Exercise task: Transcribe every line exactly. Leave the pictures behind.

A run of records:
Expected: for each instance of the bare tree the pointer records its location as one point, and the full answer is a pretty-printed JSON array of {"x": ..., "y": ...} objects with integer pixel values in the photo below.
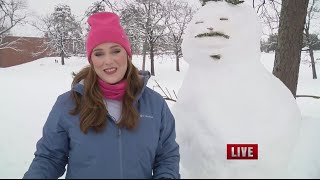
[
  {"x": 180, "y": 15},
  {"x": 310, "y": 42},
  {"x": 11, "y": 14},
  {"x": 288, "y": 53},
  {"x": 269, "y": 13}
]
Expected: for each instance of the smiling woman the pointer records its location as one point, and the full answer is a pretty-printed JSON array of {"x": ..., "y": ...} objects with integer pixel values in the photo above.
[{"x": 110, "y": 124}]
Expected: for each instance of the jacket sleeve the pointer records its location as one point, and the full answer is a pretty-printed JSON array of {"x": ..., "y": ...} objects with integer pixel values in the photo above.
[
  {"x": 51, "y": 154},
  {"x": 167, "y": 158}
]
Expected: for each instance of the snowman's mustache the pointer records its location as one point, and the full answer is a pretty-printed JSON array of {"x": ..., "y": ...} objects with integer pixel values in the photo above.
[{"x": 211, "y": 34}]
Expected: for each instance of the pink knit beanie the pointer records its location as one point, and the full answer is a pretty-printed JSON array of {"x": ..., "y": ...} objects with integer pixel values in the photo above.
[{"x": 106, "y": 27}]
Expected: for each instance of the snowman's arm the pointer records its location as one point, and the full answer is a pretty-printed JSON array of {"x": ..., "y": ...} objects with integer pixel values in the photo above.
[{"x": 167, "y": 158}]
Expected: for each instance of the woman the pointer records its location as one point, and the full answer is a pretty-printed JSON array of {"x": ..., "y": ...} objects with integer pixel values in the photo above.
[{"x": 110, "y": 125}]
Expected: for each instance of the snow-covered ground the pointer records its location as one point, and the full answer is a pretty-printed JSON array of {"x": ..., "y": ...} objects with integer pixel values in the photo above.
[{"x": 28, "y": 92}]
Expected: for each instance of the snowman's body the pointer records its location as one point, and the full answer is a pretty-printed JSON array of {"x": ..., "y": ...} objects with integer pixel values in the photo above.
[{"x": 227, "y": 106}]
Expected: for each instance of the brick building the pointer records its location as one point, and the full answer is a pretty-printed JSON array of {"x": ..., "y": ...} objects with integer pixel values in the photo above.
[{"x": 27, "y": 46}]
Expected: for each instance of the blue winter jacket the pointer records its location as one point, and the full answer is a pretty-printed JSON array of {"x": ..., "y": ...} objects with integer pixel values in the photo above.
[{"x": 150, "y": 151}]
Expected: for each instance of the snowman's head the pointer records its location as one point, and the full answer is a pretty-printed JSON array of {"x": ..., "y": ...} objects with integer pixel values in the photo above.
[{"x": 222, "y": 31}]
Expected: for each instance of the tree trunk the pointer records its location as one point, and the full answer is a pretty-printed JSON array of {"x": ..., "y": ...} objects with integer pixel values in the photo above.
[
  {"x": 177, "y": 61},
  {"x": 144, "y": 52},
  {"x": 152, "y": 59},
  {"x": 313, "y": 64},
  {"x": 288, "y": 53},
  {"x": 62, "y": 57}
]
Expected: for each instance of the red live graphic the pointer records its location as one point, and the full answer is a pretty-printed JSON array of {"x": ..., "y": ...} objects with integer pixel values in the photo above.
[{"x": 242, "y": 151}]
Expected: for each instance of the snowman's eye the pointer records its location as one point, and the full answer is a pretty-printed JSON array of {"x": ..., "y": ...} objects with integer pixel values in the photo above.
[{"x": 199, "y": 22}]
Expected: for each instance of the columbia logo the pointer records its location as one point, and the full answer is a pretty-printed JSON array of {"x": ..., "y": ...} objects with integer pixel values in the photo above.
[{"x": 146, "y": 116}]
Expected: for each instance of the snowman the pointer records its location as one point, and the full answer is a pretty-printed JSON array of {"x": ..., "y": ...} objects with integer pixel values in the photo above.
[{"x": 229, "y": 97}]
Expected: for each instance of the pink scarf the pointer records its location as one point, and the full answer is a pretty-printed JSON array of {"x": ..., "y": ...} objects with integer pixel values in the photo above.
[{"x": 112, "y": 91}]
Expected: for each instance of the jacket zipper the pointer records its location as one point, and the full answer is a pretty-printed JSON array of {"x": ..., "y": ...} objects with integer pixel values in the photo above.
[{"x": 120, "y": 145}]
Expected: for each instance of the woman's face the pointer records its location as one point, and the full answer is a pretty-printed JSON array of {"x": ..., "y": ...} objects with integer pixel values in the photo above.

Output of the exercise:
Expected: for each instance of the bare tree the pointer records its location as one point, and the full answer is a pretty-printed JSON array of {"x": ..., "y": ...} objects with integer pixel values in the photo below.
[
  {"x": 180, "y": 15},
  {"x": 310, "y": 42},
  {"x": 11, "y": 14},
  {"x": 288, "y": 53},
  {"x": 269, "y": 13}
]
Expected: for each instance of the smiling woman the pointer records its location as one point, and the full answer is a pretty-printed JSON array of {"x": ..., "y": ...} objects with integer pixel values in the photo above.
[{"x": 110, "y": 124}]
Expected: for each instance of the jacket sleeve the pointer records its location as one point, and the full answer is a pretty-printed JSON array of {"x": ..., "y": ...} objects with integer pixel values in the photo above.
[
  {"x": 51, "y": 154},
  {"x": 167, "y": 158}
]
Expected: for each instance of the snowman's mustache the pointer records its location as one point, and the full answer is a pretty-printed JSON array of {"x": ..., "y": ...} objects with integer pixel values in the photo above.
[{"x": 211, "y": 34}]
Expected: for each instance of the pink knit beanie the pointer records its location as one point, and the full answer is a pretty-printed JSON array of {"x": ..., "y": ...} objects with integer pixel values in the photo above.
[{"x": 106, "y": 27}]
Expected: for each instance of the snowman's arm the pointer records its location as one point, and the full answer is a pretty-printed JSON array of {"x": ..., "y": ...} objects with integer pixel values in the photo above.
[{"x": 167, "y": 158}]
Expected: for each instance of the woman the pointer records its location as one point, and the full answer is a pretty-printed JSON array of {"x": ..., "y": ...} objects with integer pixel values in the photo above.
[{"x": 110, "y": 125}]
Expected: for each instance of the snow-covered ground the pointer records its location as one point, and the full answer is a pretty-printed JSON array of {"x": ..., "y": ...} objects with integer pixel values in the photo above.
[{"x": 28, "y": 92}]
Expected: for each instance of the snowman's body the pointer records its location as one point, and the full answer is a pretty-printed JSON array of {"x": ..., "y": ...} objects with integer pixel values in the photo above.
[{"x": 227, "y": 106}]
Expected: for each instance of the brick building the pointer records its location as one point, and the full answer is a pretty-printed JSON array of {"x": ..., "y": ...} objects with integer pixel values in the photo above.
[{"x": 27, "y": 46}]
Expected: for each instance of the blue winter jacket the pointer records its location as one point, and the full answer is a pretty-printed JSON array of {"x": ..., "y": ...} objects with integer pixel values in the photo above.
[{"x": 150, "y": 151}]
Expected: for each instance of the snowman's head the pointer records its location as one point, and the full answer is a pretty-printed JSON array of {"x": ..., "y": ...} objects with integer pixel values in the photo above.
[{"x": 222, "y": 31}]
Expected: for each instance of the tree trunk the pointer records its location as one point, and the full answer is a pretty-printed JSON array of {"x": ..., "y": ...} objects with integer pixel values in the photo above.
[
  {"x": 177, "y": 61},
  {"x": 144, "y": 52},
  {"x": 152, "y": 59},
  {"x": 313, "y": 64},
  {"x": 288, "y": 53},
  {"x": 62, "y": 57}
]
Expected: for each instance of the red live graphic the pointer records its location as one point, and the full answer is a pretty-printed JSON array of {"x": ..., "y": ...} objects with integer pixel values in the photo above.
[{"x": 242, "y": 151}]
Expected: for each instance of the snowman's eye the pointer records its location as one point, and the full answer is a pretty-printed JSON array of {"x": ..., "y": ...} objects with integer pixel values in the photo above.
[{"x": 199, "y": 22}]
Expected: for each instance of the columbia logo the pointer records its location as one point, and the full answer is a pretty-printed JSON array of {"x": ..., "y": ...} objects with integer pixel values in the photo above.
[{"x": 146, "y": 116}]
Expected: for each instance of the snowman the pointer records its location as one point, and the full answer is a pretty-printed JSON array of {"x": ..., "y": ...} objects with integer pixel values in the photo above.
[{"x": 229, "y": 97}]
Expected: for each instance of the pink scarf the pointer records its location as one point, and the full answer is a pretty-printed JSON array of {"x": ..., "y": ...} objects with integer pixel values in the photo above.
[{"x": 112, "y": 91}]
Expected: for each instance of the jacket zipper the pointer records its location as one point, and the full answer is a pretty-printed JSON array of {"x": ..., "y": ...} objects with integer pixel values in the photo above.
[{"x": 120, "y": 145}]
Expected: for each instance of the woman's face the pointer records its location as one point, and the full answer is a pretty-printed JSON array of {"x": ..., "y": ...} objects with integer pixel values in the photo above.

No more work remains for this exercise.